## AIM
Please rewrite the rows from the very start through the line that contains "[[335, 214, 426, 303]]", replacing "coordinate" with "pixel" and keeping everything else the same.

## RAW RECORDS
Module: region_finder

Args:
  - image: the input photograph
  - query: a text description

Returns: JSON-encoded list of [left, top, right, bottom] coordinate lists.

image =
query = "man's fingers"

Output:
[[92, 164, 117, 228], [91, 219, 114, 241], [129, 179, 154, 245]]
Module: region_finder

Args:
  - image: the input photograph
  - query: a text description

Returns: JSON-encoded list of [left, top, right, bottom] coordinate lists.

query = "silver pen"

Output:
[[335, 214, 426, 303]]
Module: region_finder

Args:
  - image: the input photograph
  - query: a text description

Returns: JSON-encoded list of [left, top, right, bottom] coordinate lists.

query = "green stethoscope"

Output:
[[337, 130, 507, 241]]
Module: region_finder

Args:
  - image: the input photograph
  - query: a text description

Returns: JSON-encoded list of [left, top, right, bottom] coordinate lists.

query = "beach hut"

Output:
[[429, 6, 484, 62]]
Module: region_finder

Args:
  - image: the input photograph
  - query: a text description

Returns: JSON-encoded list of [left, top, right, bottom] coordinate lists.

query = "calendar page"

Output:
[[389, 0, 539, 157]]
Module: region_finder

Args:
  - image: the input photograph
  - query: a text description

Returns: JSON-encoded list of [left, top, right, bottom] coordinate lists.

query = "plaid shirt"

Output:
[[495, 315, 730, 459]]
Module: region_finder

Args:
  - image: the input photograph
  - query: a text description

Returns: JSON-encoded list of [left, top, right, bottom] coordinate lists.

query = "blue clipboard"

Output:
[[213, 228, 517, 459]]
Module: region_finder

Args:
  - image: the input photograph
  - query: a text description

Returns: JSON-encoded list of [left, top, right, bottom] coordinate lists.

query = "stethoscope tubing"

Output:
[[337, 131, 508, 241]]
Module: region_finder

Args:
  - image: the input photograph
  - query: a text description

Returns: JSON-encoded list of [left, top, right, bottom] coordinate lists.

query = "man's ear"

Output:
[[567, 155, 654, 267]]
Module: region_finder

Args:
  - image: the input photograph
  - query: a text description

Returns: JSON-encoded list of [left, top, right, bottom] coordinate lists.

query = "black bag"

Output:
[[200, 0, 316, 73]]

## WRITTEN RESPONSE
Module: region_finder

Args:
  - image: the input photograph
  - query: a text description

Returns: JSON-encoded list of [left, top, right, bottom] pixel lists.

image =
query = "man's fingers"

Output:
[[92, 164, 117, 228], [91, 219, 114, 241], [129, 179, 154, 245]]
Module: region_finder

Args:
  - image: the input photograph
  - query: a text description

Returns: JSON-encoded list of [left, top, right, bottom] pixel lists.

query = "silver pen"

Output:
[[335, 214, 426, 303]]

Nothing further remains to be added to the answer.